DATASET RECORDS |
****************
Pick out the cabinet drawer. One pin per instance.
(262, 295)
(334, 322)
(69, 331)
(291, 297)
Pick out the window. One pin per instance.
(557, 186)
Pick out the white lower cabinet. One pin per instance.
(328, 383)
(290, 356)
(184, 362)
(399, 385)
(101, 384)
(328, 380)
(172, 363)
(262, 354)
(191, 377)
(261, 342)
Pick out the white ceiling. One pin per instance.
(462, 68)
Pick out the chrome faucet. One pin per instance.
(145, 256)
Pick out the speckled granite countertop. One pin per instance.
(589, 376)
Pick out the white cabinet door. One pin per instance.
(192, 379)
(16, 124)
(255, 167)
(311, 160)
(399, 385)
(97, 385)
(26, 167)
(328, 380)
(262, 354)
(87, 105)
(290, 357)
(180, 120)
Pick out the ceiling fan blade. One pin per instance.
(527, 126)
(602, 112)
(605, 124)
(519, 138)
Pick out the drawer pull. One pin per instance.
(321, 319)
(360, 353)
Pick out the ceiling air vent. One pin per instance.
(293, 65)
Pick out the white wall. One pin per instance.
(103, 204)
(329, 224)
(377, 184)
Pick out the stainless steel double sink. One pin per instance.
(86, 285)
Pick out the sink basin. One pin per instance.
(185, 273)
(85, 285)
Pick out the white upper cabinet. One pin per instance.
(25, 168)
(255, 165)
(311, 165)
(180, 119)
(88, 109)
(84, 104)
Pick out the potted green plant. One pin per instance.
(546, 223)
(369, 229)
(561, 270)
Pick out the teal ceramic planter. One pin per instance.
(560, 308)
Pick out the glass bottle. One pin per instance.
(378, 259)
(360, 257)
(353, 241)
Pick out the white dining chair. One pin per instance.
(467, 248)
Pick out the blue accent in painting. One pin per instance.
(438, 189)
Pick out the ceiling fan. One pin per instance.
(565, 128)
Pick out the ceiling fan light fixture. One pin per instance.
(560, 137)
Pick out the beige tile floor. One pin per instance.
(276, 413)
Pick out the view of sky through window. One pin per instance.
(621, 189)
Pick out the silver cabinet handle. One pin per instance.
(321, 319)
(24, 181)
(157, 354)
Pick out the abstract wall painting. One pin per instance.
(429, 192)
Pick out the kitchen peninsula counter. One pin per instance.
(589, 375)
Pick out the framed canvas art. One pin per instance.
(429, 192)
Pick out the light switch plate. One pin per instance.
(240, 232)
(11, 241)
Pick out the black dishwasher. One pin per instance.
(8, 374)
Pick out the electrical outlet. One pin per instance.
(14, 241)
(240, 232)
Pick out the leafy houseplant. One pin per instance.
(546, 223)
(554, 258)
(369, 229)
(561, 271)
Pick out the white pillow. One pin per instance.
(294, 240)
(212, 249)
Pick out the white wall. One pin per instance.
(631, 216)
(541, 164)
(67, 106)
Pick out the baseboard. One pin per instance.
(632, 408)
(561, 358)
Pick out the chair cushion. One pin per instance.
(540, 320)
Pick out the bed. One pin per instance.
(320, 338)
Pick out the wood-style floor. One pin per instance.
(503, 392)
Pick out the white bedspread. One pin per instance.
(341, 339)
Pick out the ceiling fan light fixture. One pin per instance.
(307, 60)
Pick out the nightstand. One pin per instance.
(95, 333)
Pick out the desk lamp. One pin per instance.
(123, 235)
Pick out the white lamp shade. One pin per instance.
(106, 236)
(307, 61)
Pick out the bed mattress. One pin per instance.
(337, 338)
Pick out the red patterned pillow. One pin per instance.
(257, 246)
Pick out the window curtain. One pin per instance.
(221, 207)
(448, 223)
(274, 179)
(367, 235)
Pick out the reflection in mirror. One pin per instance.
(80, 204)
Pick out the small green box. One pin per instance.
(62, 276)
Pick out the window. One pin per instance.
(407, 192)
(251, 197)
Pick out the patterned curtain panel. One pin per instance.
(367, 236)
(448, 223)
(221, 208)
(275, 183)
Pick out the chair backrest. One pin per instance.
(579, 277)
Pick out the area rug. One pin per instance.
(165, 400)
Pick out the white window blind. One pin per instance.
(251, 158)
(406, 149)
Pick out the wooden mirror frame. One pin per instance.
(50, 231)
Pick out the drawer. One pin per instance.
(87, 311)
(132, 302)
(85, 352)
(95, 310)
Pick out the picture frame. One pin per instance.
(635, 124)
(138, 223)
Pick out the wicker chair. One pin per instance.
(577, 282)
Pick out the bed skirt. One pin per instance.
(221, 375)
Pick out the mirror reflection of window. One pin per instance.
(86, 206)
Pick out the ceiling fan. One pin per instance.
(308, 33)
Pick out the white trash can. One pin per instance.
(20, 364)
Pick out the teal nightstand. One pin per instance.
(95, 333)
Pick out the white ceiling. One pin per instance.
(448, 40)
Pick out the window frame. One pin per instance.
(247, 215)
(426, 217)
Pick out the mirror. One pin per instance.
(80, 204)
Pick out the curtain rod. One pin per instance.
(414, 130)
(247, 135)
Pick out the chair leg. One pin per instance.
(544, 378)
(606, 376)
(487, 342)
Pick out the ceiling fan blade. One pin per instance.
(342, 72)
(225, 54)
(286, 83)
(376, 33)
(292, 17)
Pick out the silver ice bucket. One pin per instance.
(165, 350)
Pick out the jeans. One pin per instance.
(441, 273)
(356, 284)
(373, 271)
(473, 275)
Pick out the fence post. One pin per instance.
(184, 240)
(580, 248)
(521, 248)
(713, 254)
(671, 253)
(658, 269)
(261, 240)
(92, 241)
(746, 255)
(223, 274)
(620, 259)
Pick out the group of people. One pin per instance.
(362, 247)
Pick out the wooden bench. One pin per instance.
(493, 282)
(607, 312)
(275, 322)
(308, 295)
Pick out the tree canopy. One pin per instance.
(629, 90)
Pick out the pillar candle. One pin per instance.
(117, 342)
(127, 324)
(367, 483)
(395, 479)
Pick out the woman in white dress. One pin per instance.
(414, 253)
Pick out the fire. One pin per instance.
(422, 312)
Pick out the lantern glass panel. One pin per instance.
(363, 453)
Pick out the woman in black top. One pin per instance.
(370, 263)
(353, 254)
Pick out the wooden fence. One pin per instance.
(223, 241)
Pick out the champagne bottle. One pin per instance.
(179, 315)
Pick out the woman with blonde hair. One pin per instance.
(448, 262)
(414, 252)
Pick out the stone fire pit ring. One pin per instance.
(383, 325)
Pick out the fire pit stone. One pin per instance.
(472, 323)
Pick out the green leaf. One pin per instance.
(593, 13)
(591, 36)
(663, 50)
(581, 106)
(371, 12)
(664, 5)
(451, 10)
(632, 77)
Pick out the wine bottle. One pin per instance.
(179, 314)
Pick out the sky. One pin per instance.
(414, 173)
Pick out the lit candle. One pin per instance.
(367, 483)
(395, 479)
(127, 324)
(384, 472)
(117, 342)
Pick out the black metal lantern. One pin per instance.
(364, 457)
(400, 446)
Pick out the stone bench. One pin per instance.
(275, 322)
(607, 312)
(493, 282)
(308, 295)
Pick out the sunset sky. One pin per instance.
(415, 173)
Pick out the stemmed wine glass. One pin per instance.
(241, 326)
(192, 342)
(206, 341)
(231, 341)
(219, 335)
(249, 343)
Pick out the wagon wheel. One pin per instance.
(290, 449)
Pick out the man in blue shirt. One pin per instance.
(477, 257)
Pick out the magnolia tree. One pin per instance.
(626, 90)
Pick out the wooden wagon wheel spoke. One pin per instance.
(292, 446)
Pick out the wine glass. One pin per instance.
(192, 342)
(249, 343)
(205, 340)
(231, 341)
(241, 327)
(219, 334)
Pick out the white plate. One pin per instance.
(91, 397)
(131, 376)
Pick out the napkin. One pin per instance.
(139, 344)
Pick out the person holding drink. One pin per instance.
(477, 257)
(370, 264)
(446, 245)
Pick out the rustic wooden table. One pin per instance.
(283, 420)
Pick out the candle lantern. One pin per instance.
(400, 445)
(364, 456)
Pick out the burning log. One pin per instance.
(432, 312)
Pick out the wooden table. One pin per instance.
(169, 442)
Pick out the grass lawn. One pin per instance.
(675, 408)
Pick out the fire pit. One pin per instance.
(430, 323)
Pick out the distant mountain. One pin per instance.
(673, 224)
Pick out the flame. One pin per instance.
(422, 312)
****************
Give an exact reproduction of the lines from the one with "Pick out the fire pit. One pin per instance." to the final line of the entries, including both.

Pick out the fire pit. One pin per instance.
(430, 323)
Pick out the distant mountain. One pin per instance.
(673, 224)
Pick out the flame. One pin per instance.
(422, 312)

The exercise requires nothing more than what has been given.